- [Activity]:
Tally the lines of the data below that contain the string "wall". Give the tally and nothing else.

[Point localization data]

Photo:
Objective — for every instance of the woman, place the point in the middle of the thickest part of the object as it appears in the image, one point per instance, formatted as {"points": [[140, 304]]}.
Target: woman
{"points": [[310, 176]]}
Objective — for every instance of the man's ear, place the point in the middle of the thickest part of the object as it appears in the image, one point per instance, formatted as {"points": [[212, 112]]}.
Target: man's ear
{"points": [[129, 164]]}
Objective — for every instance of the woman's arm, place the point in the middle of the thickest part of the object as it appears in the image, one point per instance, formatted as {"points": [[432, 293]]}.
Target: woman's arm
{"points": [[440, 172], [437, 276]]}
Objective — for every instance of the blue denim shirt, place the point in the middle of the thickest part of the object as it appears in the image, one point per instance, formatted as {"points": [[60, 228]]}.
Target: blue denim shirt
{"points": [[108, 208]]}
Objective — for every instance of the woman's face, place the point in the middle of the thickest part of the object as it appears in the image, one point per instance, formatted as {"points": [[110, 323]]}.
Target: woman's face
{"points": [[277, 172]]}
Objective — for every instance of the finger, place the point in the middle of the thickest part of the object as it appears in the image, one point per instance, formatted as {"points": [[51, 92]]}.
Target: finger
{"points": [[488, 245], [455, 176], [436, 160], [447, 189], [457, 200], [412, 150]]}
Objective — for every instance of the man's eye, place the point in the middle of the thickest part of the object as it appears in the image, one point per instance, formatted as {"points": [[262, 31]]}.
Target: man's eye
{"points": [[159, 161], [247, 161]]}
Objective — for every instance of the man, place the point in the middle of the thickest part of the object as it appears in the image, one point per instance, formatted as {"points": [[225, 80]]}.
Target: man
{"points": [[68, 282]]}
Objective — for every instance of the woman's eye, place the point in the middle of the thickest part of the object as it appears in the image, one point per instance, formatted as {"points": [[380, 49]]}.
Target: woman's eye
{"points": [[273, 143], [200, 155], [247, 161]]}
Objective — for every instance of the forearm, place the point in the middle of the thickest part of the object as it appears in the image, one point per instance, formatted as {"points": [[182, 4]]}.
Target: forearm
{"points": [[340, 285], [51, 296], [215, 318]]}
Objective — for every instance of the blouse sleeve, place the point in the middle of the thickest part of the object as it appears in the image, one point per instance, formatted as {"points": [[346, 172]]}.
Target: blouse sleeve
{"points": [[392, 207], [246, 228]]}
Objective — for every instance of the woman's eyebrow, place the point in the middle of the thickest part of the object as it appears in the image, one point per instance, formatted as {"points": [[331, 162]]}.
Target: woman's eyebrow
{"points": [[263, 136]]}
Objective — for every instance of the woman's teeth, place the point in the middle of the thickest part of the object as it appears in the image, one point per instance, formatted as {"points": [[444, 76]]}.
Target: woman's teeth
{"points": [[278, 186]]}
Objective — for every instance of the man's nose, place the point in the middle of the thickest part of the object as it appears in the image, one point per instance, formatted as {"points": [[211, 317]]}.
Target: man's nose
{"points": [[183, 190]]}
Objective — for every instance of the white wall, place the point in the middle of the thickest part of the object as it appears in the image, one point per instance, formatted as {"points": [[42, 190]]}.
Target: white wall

- [Written response]:
2